▶ SOURCE TEXT:
/---

Emergence of spin entanglement with the pseudogap onset in the Fermi-Hubbard model

By combining ultracold-atom quantum simulations with dynamical vertex approximation calculations, this study reveals that spin-singlet entanglement emerges specifically at the onset of the pseudogap regime in the two-dimensional Fermi-Hubbard model, thereby challenging purely classical theories and constraining microscopic models to those incorporating nearest-neighbor quantum correlations.

The Gist

Imagine a crowded dance floor where thousands of dancers (electrons) are trying to move around without bumping into each other. In a normal crowd, people just jostle and push; their movements are chaotic but independent. This is like a standard metal. But in certain materials, like the high-temperature superconductors scientists are trying to understand, the dancers start behaving strangely. They form a "pseudogap" phase—a mysterious state where the dance floor seems to freeze up, and the dancers start pairing up in secret, even before they actually start dancing in perfect unison (superconductivity).

For decades, physicists have been trying to figure out why this happens. The big question is: Are these dancers just reacting to each other like people in a crowd (classical correlations), or are they sharing a secret, quantum "telepathy" (entanglement) that links their minds together?

This paper, by a team of experimentalists and theorists, finally answers that question using a special "quantum simulator" made of ultra-cold atoms. Here is what they found, explained simply:

1. The Mystery of the "Ghostly Pair"

\---

▶ DATASET:
/---

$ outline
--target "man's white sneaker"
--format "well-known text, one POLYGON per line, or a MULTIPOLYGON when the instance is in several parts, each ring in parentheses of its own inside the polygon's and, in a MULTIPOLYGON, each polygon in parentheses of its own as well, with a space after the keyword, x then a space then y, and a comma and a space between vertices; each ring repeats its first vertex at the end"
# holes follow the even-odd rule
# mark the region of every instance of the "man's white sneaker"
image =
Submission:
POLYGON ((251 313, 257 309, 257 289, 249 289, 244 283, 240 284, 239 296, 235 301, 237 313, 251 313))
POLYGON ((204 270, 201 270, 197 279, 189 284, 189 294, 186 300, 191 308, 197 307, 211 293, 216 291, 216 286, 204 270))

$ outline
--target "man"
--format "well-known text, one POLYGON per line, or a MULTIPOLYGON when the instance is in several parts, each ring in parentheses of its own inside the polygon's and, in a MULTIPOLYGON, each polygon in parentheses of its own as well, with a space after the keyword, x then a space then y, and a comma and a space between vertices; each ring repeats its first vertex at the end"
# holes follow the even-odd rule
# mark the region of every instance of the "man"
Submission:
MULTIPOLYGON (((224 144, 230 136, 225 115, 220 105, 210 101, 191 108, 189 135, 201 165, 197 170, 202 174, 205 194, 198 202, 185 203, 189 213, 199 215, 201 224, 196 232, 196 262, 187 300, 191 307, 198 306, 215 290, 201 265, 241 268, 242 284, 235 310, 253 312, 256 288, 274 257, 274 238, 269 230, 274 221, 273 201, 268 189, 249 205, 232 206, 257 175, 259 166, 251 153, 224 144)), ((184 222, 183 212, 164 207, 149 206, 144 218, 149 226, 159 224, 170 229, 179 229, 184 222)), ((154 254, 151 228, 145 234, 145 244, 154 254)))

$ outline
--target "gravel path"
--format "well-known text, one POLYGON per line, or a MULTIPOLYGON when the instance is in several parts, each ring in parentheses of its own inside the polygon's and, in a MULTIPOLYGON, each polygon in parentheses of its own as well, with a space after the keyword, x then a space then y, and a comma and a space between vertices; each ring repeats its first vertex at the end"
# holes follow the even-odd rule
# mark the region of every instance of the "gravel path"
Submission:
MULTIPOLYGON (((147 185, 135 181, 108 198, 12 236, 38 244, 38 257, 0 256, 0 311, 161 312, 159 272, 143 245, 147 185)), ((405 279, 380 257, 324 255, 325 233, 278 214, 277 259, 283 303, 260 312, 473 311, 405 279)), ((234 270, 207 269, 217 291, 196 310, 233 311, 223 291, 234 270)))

\---

▶ TASKS AND EXERCISES:
1. Reproduce the passage of the Fermi-Hubbard text from "By combining ultracold-atom" to "nearest-neighbor quantum correlations.".
2. Condense the paragraph of the Fermi-Hubbard text beginning "Imagine a crowded dance floor" into a short bulleted list that keeps its main points.
3. According to the Fermi-Hubbard text, what was the quantum simulator used by the team made of?

▶ ANSWERS TO THE EXERCISE:
1.
By combining ultracold-atom quantum simulations with dynamical vertex approximation calculations, this study reveals that spin-singlet entanglement emerges specifically at the onset of the pseudogap regime in the two-dimensional Fermi-Hubbard model, thereby challenging purely classical theories and constraining microscopic models to those incorporating nearest-neighbor quantum correlations.

2.
- Electrons are pictured as thousands of dancers on a crowded floor, trying to move without bumping into each other.
- In a standard metal, they jostle and push chaotically but independently.
- In certain materials, such as high-temperature superconductors, they behave strangely and form a "pseudogap" phase.
- In that mysterious state the dance floor seems to freeze up, and the dancers secretly pair up before they move in perfect unison (superconductivity).

3. Ultra-cold atoms.